TASK MATERIAL:
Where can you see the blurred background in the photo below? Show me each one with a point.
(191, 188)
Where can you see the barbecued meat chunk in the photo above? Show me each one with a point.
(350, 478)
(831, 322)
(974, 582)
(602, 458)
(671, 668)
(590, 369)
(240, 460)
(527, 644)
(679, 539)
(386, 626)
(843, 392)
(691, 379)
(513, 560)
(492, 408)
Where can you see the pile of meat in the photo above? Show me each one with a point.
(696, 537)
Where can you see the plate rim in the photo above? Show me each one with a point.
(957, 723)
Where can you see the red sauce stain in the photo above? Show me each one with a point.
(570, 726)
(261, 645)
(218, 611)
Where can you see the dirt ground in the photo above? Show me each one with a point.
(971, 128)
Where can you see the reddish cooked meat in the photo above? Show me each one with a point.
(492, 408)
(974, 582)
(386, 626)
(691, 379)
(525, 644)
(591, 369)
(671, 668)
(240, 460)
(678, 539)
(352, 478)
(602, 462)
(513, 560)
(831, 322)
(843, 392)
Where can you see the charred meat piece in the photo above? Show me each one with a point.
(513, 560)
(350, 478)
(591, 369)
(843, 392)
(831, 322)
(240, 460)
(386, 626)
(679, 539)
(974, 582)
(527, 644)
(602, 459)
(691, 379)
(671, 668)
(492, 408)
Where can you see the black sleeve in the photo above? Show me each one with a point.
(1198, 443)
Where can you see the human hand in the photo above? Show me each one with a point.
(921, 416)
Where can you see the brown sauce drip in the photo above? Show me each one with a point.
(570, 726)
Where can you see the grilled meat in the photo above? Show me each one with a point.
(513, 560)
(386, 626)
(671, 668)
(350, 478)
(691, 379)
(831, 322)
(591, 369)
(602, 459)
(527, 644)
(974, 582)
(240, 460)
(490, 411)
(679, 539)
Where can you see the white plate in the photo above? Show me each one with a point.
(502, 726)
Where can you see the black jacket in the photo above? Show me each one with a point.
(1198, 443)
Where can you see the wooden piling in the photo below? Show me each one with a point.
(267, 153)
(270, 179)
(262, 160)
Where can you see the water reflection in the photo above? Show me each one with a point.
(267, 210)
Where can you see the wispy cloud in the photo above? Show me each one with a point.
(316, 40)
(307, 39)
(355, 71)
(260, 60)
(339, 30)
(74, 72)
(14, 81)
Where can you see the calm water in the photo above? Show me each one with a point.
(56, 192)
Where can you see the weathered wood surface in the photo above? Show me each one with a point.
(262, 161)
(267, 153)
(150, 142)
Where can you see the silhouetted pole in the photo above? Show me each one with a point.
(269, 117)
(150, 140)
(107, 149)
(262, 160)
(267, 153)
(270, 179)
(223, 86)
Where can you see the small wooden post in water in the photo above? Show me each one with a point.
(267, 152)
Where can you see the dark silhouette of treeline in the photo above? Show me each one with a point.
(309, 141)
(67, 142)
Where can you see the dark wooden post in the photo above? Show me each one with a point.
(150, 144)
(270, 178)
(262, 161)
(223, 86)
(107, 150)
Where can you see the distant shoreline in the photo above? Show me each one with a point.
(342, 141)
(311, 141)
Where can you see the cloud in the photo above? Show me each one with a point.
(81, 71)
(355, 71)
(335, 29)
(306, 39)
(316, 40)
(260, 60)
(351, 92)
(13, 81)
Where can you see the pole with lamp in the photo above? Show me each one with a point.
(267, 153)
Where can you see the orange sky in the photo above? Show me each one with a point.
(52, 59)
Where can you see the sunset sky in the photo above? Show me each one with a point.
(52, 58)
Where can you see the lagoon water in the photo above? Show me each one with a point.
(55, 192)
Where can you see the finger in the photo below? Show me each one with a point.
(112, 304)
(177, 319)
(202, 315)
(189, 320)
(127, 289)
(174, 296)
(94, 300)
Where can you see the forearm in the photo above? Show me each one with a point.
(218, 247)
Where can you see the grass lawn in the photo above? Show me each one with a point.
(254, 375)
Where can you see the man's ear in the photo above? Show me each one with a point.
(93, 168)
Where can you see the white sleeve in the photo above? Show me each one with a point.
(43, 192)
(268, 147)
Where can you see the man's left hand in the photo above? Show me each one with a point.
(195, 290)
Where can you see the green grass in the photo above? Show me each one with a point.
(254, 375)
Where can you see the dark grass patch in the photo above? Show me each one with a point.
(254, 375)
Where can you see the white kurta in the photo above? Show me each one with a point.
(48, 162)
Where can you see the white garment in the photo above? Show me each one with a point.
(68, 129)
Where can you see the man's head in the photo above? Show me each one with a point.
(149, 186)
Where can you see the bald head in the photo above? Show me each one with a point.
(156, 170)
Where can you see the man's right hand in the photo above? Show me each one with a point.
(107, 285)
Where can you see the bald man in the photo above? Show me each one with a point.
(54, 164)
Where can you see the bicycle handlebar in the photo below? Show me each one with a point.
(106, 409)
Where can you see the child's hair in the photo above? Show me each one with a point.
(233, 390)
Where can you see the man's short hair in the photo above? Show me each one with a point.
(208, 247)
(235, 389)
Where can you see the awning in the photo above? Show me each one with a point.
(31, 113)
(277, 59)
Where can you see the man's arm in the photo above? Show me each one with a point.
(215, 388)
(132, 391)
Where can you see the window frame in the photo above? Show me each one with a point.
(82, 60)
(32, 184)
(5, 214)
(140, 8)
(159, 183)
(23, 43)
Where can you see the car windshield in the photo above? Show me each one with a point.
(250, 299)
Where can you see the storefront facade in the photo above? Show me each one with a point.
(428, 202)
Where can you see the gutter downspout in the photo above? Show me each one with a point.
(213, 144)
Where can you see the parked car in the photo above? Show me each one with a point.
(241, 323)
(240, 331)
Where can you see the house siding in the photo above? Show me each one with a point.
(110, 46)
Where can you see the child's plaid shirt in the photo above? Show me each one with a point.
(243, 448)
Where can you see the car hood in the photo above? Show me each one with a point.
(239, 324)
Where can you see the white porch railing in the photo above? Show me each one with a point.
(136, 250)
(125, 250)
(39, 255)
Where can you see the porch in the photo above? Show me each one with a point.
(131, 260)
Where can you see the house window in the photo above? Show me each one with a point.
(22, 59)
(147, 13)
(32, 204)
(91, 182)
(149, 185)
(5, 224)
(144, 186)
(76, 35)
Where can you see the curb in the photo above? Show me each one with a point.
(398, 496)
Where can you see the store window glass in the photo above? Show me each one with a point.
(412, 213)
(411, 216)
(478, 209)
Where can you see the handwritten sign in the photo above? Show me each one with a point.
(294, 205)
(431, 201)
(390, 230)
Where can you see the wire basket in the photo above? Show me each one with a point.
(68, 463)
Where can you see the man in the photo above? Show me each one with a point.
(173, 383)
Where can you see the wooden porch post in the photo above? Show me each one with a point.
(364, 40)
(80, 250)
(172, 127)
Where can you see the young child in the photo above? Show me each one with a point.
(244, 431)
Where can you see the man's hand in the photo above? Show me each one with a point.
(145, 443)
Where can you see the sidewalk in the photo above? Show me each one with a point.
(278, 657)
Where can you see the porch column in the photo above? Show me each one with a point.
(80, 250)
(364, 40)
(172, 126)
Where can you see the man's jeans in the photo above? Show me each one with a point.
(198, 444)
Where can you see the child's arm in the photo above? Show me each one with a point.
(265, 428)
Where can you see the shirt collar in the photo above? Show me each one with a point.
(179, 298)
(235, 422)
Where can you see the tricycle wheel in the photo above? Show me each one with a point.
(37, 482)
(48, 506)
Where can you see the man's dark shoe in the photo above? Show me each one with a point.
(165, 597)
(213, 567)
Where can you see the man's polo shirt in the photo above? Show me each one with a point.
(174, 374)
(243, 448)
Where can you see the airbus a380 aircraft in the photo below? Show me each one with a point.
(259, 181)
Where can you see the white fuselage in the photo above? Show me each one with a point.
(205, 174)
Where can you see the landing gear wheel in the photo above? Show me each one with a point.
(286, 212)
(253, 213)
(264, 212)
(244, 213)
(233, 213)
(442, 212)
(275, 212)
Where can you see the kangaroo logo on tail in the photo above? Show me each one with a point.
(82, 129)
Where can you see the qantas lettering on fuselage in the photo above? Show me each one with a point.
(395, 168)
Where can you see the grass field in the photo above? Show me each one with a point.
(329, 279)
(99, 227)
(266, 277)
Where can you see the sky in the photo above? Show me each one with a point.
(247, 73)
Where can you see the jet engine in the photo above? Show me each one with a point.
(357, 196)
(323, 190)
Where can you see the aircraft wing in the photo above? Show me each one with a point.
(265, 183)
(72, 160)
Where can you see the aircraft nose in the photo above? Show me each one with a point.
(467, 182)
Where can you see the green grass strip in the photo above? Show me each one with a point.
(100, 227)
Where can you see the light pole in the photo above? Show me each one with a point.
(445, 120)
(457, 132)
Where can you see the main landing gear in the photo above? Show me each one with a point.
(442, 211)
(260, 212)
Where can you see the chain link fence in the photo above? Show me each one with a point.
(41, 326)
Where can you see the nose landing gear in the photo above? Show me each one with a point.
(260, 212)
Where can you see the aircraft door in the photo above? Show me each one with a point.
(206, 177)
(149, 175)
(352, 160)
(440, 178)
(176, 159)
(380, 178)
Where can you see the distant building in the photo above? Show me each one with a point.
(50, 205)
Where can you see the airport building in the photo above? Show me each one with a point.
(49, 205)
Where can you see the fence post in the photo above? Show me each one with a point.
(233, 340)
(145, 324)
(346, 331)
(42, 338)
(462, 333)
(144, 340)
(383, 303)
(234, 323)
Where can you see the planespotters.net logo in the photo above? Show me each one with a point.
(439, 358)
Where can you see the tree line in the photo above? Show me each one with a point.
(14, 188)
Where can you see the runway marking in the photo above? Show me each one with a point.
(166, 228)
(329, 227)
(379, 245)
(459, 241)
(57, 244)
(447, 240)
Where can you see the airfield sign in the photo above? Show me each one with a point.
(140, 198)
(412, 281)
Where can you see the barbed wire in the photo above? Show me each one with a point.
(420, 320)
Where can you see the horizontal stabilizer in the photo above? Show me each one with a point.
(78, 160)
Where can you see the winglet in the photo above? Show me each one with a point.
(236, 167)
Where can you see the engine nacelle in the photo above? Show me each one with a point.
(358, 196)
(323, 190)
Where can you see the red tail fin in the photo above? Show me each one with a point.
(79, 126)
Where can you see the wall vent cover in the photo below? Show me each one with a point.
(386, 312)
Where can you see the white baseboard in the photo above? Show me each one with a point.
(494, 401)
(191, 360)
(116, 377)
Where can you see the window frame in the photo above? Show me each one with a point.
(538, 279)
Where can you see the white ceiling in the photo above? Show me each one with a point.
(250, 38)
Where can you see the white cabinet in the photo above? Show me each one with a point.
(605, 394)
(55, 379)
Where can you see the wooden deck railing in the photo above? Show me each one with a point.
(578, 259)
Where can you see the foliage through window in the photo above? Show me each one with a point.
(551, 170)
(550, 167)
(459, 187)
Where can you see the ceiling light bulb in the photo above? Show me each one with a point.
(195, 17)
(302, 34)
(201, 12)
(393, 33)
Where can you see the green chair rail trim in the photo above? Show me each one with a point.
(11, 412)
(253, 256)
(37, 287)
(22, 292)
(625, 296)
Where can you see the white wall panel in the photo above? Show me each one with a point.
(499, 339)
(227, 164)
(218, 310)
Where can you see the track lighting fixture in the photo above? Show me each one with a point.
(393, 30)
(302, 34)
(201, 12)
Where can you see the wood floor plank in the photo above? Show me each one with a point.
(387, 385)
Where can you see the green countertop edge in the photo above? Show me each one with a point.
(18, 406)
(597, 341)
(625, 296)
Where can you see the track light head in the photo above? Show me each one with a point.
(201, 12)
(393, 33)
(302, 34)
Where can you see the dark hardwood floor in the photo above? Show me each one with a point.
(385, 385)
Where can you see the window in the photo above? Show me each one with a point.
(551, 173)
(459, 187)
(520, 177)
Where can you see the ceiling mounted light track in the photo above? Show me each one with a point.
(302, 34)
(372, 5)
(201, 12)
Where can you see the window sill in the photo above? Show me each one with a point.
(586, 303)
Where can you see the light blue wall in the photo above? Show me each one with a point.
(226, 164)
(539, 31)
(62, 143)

AIM: Rewrite the lines from the one containing "Where can you see the window sill" through the end of the listing above, requests included. Multiply every coordinate in the answers by 2.2 and round each to a whole number, rounding halves up.

CORRECT OUTPUT:
Where can you see the window sill in the photo above? Show me each one with a point.
(1289, 667)
Where can you see the light blue wall in the photo above? Show me each one with a point.
(497, 361)
(1186, 68)
(136, 315)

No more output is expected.